*TASKS TO CARRY OUT*.
1. In the news report on the British anti-terror arrests, in which city did officers raid four addresses?
2. Pick up the news report on the British anti-terror arrests after its last sentence and carry it on.

*READING PASSAGE*.
LONDON, Jan 23: British police on Tuesday arrested five men under anti-terror laws, in dawn raids reportedly linked to the escape of a terror suspect and the distribution of Islamist propaganda.
Two men, aged 25 and 29, were detained in the town of Halifax, northern England, “on suspicion of the commission, preparation or instigation of acts of terrorism,” London's Metropolitan Police said.
It is thought that the operation involved alleged extremist propaganda used to spread radical Islamist ideology.
In a separate operation, a further three suspects, two aged 24 and one 32-year-old, were arrested by officers who raided four addresses in the city of Manchester, northwest England.
They were reportedly detained by police investigating the disappearance last month of a terrorism suspect who had been on a control order, a loose form of house arrest.

*DATASET CONTENT*.

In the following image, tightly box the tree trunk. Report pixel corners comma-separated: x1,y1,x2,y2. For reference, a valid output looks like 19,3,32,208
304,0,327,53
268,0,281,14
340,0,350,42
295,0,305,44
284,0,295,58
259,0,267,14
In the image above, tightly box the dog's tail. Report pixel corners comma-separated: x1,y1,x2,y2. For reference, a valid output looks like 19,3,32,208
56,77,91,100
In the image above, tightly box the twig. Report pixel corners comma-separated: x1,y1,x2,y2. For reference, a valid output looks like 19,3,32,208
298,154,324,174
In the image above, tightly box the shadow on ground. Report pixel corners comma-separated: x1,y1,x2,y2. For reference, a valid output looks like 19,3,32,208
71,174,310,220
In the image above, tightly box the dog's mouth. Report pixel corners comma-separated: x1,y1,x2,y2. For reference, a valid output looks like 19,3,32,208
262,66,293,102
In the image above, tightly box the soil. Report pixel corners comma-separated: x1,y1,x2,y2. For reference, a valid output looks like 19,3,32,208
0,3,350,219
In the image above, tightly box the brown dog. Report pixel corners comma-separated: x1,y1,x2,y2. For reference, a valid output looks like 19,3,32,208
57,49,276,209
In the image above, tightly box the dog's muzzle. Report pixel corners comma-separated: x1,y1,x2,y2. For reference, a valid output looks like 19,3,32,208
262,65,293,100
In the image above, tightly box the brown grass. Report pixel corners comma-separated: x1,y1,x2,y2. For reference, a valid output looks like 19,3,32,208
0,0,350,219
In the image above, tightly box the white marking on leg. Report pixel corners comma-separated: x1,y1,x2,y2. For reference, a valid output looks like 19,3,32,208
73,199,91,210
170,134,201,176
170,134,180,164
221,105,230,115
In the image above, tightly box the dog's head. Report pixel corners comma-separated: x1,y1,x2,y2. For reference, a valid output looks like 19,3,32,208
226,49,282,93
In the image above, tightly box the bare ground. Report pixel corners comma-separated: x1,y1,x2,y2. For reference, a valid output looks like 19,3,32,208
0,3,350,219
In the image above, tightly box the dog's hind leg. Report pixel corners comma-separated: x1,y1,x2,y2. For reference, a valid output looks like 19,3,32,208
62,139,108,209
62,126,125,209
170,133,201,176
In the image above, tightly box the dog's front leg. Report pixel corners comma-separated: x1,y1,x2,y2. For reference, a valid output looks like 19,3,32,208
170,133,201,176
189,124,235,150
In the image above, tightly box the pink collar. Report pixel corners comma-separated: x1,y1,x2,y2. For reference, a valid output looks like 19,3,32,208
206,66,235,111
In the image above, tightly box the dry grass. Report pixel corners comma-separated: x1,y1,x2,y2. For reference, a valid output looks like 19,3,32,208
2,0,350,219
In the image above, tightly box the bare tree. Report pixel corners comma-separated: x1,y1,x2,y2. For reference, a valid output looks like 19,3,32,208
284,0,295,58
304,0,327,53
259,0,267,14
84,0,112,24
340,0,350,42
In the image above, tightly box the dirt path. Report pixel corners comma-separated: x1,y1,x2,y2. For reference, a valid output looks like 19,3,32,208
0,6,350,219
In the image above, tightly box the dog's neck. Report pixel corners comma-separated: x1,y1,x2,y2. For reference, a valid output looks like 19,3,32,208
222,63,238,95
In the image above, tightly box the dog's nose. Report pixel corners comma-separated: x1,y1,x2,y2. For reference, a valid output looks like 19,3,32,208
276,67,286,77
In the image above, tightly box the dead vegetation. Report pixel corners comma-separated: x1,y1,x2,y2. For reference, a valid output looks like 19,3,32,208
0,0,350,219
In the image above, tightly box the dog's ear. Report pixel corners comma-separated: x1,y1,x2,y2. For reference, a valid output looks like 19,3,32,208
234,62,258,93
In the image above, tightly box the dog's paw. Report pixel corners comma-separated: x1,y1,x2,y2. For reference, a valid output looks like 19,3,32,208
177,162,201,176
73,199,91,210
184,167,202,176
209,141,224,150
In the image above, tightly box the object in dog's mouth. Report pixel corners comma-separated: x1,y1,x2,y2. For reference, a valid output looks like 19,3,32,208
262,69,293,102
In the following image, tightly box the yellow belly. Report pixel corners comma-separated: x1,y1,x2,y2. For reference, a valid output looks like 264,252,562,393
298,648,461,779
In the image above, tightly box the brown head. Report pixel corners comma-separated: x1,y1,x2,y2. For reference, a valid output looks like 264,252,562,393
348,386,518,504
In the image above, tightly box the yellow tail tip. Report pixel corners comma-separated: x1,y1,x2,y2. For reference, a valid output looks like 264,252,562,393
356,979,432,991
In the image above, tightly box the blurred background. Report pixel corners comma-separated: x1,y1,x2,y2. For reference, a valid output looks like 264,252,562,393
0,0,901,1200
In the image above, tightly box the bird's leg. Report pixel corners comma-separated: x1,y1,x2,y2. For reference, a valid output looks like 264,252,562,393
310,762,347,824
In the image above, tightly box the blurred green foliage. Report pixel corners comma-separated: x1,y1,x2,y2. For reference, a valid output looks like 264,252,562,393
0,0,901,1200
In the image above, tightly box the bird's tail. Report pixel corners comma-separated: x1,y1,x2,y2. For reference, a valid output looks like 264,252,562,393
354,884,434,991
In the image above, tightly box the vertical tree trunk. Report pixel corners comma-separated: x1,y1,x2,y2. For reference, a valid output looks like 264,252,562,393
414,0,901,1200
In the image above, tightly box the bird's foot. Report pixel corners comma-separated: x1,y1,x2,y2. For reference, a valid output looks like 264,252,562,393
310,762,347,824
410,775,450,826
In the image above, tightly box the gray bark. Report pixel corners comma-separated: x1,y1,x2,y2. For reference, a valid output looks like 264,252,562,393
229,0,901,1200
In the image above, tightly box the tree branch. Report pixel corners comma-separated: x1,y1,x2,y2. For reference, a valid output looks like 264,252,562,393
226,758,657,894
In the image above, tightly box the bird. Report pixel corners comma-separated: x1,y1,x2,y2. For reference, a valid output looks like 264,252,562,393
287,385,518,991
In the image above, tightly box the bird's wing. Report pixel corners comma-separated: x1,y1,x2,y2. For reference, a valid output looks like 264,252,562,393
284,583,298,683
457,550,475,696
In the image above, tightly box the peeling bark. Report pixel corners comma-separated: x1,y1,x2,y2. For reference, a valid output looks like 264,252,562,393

*SOLVED TASKS*.
1. Manchester, in northwest England.

2.
A Greater Manchester Police spokeswoman confirmed that the operation was linked to “an allegation of aiding and abetting an offender and is linked to other intelligence relating to other alleged terrorism-related activities.” Government sources said that both operations, which were not linked, were related to the “broader picture of Islamist extremism”, rather than specific plots to attack British targets.
Many of the houses which were raided were in areas with significant British Muslim populations. The BBC initially reported that the two men arrested in Halifax were of Pakistani descent, but this could not be confirmed.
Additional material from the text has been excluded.